BEGIN Data for processing

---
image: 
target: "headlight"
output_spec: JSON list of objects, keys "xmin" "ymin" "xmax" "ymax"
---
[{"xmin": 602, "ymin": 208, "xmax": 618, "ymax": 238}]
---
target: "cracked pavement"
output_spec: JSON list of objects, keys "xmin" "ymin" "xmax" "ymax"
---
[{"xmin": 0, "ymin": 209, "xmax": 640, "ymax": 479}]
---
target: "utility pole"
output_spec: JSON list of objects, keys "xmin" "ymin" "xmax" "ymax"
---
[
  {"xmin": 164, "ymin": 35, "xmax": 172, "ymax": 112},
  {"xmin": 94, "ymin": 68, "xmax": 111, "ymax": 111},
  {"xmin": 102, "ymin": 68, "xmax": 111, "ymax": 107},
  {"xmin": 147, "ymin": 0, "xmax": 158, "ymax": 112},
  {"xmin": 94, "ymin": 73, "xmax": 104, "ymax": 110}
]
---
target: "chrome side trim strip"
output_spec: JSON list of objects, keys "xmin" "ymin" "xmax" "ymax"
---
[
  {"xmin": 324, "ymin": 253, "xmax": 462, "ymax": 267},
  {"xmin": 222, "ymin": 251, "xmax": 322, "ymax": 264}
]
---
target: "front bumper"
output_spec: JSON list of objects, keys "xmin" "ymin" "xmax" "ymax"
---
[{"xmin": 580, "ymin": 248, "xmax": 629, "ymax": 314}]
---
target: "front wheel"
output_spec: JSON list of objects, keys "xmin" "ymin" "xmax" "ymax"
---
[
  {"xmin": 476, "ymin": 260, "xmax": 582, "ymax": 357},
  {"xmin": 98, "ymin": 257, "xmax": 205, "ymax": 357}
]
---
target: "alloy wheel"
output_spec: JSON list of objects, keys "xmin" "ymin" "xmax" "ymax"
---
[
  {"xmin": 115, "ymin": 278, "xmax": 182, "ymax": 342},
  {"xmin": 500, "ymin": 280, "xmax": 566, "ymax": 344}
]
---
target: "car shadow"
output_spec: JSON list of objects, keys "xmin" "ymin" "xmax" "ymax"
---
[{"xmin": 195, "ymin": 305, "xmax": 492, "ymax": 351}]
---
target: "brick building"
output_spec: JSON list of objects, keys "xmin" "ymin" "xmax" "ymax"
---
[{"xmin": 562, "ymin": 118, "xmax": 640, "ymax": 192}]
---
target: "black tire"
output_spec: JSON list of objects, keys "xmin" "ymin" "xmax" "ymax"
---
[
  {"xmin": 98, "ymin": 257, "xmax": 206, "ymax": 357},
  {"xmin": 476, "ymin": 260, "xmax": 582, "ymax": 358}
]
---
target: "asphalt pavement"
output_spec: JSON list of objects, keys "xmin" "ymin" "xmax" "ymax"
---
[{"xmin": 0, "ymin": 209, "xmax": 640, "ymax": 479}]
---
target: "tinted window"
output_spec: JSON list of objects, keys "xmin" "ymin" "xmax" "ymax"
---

END Data for processing

Show every line of the items above that contains the string "target". Case counts.

The answer
target: "headlight"
target: "cracked pavement"
target: "utility pole"
target: "chrome side trim strip"
target: "front bumper"
target: "front wheel"
target: "alloy wheel"
target: "car shadow"
target: "brick building"
target: "black tire"
target: "asphalt pavement"
target: "tinted window"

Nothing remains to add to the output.